:: Listed records
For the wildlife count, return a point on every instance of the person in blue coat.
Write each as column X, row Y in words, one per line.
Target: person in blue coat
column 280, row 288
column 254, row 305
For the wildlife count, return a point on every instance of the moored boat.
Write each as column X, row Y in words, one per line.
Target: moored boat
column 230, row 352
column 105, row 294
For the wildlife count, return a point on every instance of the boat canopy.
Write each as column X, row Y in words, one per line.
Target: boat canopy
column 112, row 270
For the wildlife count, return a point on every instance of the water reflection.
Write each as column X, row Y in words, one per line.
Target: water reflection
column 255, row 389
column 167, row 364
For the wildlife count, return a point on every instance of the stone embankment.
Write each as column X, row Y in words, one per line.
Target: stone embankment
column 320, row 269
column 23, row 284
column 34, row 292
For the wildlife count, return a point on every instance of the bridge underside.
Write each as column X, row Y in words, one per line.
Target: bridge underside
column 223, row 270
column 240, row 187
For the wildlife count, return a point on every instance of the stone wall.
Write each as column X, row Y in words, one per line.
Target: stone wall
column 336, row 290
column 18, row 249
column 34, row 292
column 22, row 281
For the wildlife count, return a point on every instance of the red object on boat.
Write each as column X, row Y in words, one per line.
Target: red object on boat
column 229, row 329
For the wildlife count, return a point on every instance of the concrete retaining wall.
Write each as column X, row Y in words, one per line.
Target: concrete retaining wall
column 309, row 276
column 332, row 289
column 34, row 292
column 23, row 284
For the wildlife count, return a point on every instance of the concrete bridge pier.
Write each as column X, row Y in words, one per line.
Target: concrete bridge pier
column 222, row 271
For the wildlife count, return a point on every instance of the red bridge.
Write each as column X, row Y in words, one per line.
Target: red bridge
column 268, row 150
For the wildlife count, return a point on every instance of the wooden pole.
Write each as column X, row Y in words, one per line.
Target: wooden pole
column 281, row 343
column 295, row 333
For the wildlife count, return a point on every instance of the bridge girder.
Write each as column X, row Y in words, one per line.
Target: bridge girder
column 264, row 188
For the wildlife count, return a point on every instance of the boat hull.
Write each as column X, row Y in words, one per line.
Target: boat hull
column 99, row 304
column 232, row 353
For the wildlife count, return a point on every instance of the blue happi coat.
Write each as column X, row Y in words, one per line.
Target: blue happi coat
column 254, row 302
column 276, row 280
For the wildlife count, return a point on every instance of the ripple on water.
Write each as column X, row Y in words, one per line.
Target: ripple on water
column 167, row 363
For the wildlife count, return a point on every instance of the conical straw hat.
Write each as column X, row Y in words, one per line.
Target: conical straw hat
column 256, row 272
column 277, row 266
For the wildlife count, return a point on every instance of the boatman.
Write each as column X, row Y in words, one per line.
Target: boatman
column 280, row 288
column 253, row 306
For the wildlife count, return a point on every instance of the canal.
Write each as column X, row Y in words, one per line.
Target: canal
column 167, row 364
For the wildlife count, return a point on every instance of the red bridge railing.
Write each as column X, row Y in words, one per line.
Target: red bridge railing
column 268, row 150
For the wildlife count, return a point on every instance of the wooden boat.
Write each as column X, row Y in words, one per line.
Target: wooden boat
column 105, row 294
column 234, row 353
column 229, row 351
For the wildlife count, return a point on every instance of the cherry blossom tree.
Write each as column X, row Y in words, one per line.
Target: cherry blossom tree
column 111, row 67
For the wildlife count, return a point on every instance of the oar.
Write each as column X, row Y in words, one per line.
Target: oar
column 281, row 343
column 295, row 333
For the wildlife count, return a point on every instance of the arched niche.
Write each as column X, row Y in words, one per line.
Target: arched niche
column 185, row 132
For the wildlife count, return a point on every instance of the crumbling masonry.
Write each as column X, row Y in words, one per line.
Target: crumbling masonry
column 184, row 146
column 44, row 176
::::
Write out every entry again, keeping each line exactly the same.

▶ **Problem solution**
For the wildlife count, return a point on every instance of the person in blue coat.
Write each as column X, row Y in words, one per line.
Target: person in blue coat
column 280, row 288
column 254, row 305
For the wildlife count, return a point on every instance of the moored boat.
Write each as column X, row Y in words, one per line.
Target: moored boat
column 230, row 352
column 105, row 294
For the wildlife count, return a point on every instance of the boat canopy.
Write each as column X, row Y in words, one per line.
Target: boat canopy
column 112, row 270
For the wildlife count, return a point on every instance of the water reflection.
Write each as column X, row Y in words, one per line.
Target: water reflection
column 255, row 389
column 167, row 364
For the wildlife count, return a point on every instance of the stone embankment.
Write each as column X, row Y in words, one per line.
Target: stone embankment
column 320, row 269
column 23, row 284
column 34, row 292
For the wildlife count, return a point on every instance of the bridge underside.
Write each as column X, row Y in words, one per line.
Target: bridge underside
column 223, row 270
column 240, row 187
For the wildlife count, return a point on every instance of the stone wall.
Write each as column X, row Y in words, one per line.
Target: stone wall
column 336, row 290
column 18, row 249
column 34, row 292
column 22, row 281
For the wildlife count, return a point on every instance of the red object on boat.
Write each as column X, row Y in words, one per line.
Target: red object on boat
column 229, row 329
For the wildlife count, return a point on every instance of the concrete retaining wall.
Write each as column X, row Y in words, one per line.
Target: concrete retaining wall
column 309, row 276
column 332, row 289
column 34, row 292
column 23, row 284
For the wildlife count, return a point on every instance of the concrete bridge pier.
Write each as column X, row Y in words, one per line.
Target: concrete bridge pier
column 222, row 271
For the wildlife count, return a point on every instance of the red bridge.
Write each as column X, row Y in words, one per line.
Target: red bridge
column 268, row 150
For the wildlife count, return a point on every instance of the wooden pole.
Write each as column X, row Y in words, one per line.
Target: wooden pole
column 281, row 343
column 295, row 333
For the wildlife count, return a point on every instance of the bridge girder.
Write each as column X, row Y in words, one per line.
Target: bridge girder
column 264, row 188
For the wildlife count, return a point on every instance of the boat hull.
Write each as column X, row Y in words, one per line.
Target: boat hull
column 99, row 304
column 232, row 353
For the wildlife count, return a point on every instance of the blue happi coat.
Write each as column X, row Y in words, one per line.
Target: blue happi coat
column 254, row 302
column 276, row 280
For the wildlife count, return a point on every instance of the ripple on water.
Write each as column X, row Y in words, one per line.
Target: ripple on water
column 167, row 363
For the wildlife count, return a point on every instance of the conical straw hat.
Write each as column X, row Y in words, one per line.
Target: conical straw hat
column 256, row 272
column 277, row 266
For the wildlife count, return a point on every instance of the boatman.
Write each as column X, row Y in words, one per line.
Target: boatman
column 280, row 288
column 253, row 306
For the wildlife count, return a point on every instance of the canal.
Write each as column X, row Y in words, one per line.
Target: canal
column 167, row 364
For the wildlife count, return a point on every instance of the red bridge railing.
Write each as column X, row Y in words, one per line.
Target: red bridge railing
column 268, row 150
For the wildlife count, return a point on every instance of the wooden boat.
Write each as column X, row Y in words, one per line.
Target: wooden boat
column 105, row 294
column 234, row 353
column 229, row 351
For the wildlife count, return a point on every instance of the cherry blossom tree.
Write each as column X, row Y in words, one per line.
Target: cherry blossom tree
column 111, row 67
For the wildlife count, return a point on every instance of the oar.
Write each as column X, row Y in words, one per line.
Target: oar
column 281, row 343
column 295, row 333
For the wildlife count, return a point on every instance of the arched niche.
Write each as column X, row Y in words, one per line.
Target: arched niche
column 185, row 132
For the wildlife count, return a point on every instance of the crumbling masonry.
Write each as column X, row Y in words, one per line.
Target: crumbling masonry
column 184, row 146
column 44, row 176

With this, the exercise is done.